◆ **Required work**
Swap every "Query" for "Label" in the lines from the first one up to and including the line with "960 837 979 896", and give those lines again with nothing else changed.

◆ **Data shown**
━━━━━━━━━━━━━━━━━━━━━━━━━━━━━━

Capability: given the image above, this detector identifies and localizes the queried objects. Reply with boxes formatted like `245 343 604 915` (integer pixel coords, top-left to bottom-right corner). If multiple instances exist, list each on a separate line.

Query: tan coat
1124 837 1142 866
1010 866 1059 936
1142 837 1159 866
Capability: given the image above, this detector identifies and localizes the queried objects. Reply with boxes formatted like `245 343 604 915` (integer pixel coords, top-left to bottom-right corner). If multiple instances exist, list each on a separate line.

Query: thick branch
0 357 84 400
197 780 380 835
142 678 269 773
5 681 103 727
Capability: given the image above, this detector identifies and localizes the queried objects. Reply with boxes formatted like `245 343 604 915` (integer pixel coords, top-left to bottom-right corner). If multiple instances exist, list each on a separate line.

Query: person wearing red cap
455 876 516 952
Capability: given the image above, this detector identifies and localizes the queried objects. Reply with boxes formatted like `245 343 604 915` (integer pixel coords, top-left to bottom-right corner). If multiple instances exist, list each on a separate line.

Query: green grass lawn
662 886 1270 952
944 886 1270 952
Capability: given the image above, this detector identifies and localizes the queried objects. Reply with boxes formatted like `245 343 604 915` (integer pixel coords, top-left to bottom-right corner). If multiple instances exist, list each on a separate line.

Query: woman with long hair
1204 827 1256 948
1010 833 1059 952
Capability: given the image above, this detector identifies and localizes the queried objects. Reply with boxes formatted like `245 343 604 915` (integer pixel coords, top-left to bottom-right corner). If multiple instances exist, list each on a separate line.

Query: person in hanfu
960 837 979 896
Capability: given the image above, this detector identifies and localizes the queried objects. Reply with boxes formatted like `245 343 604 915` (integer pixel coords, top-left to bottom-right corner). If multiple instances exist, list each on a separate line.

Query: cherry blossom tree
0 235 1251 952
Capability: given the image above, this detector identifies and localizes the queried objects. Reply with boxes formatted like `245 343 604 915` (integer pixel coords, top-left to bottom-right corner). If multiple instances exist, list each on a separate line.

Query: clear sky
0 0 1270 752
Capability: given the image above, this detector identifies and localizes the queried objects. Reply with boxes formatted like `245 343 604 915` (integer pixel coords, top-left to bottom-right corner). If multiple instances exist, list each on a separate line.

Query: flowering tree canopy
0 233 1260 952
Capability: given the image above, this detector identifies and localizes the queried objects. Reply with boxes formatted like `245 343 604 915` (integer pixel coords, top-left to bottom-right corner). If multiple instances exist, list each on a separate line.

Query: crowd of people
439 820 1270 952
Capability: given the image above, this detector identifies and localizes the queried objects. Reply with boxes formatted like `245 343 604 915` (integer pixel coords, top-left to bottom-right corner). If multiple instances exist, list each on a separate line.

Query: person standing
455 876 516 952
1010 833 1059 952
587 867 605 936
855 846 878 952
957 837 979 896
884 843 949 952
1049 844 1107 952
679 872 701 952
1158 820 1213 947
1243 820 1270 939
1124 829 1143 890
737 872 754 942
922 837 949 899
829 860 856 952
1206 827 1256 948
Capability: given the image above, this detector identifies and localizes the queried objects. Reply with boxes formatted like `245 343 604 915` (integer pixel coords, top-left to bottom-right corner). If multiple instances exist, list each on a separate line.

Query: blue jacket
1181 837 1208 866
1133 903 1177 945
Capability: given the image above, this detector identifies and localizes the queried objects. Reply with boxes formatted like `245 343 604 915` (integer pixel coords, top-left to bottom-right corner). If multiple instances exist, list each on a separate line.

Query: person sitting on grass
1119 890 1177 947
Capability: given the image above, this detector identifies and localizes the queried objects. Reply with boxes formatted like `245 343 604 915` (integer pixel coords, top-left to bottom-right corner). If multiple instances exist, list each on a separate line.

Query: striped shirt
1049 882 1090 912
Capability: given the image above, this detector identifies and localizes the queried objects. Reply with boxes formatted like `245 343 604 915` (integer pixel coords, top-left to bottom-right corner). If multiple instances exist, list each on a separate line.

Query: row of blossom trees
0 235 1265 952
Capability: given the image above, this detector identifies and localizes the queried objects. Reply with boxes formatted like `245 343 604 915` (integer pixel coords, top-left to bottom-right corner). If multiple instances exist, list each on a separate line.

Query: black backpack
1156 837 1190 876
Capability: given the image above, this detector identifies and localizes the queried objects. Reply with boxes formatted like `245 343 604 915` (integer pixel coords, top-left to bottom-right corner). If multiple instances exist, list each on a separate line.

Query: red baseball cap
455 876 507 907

━━━━━━━━━━━━━━━━━━━━━━━━━━━━━━

◆ **Correct response**
Capability: given the image above, this detector identifies and localizes the queried objects. Reply with boxes formatted like `245 343 604 915` (integer pixel coords, top-left to bottom-right corner). If multiple instances exist, list each on a separate line.

Label: tan coat
1124 837 1142 866
1010 866 1059 936
1142 837 1159 866
Capability: given the image above, this detector identifies and localizes the queried objects. Reply with boxes formatted like `245 343 604 915` (integer pixel coords, top-left to bottom-right corner). If multiple instances exist, list each on a separate line.

Label: thick branch
0 357 84 400
197 780 380 835
142 678 269 773
5 681 103 727
Capability: given the image above, this detector identifies and localizes the queried objects. Reply with boxes formatted like `245 343 604 915` (integer pixel coords, top-left to bottom-right corner). If multiple instances exist, list each on a separate line.

Label: person wearing red cap
455 876 516 952
Capability: given the image above, this detector identifies and localizes the queried objects. Reply with boxes formatted like `245 343 604 915` (integer pixel coords, top-left to bottom-right corner). If multiple instances exist, list each on a separate line.

Label: green grass lawn
662 886 1270 952
944 886 1270 952
Capability: given the image above, this detector identifies and localizes the queried objects. Reply with boxes formatted like `245 343 604 915` (integer pixel coords, top-left to bottom-right corner). If multiple instances exist, list each on a separate line.

Label: woman with long hair
1204 827 1256 948
1010 833 1059 952
Capability: given the image above, this detector identifies and localizes the queried objects. Reply with boxes formatted like `245 343 604 915` (integer pixel coords, top-left to bottom-right corner). If multiple instances exist, list each on a separate line.

Label: person in hanfu
960 837 979 896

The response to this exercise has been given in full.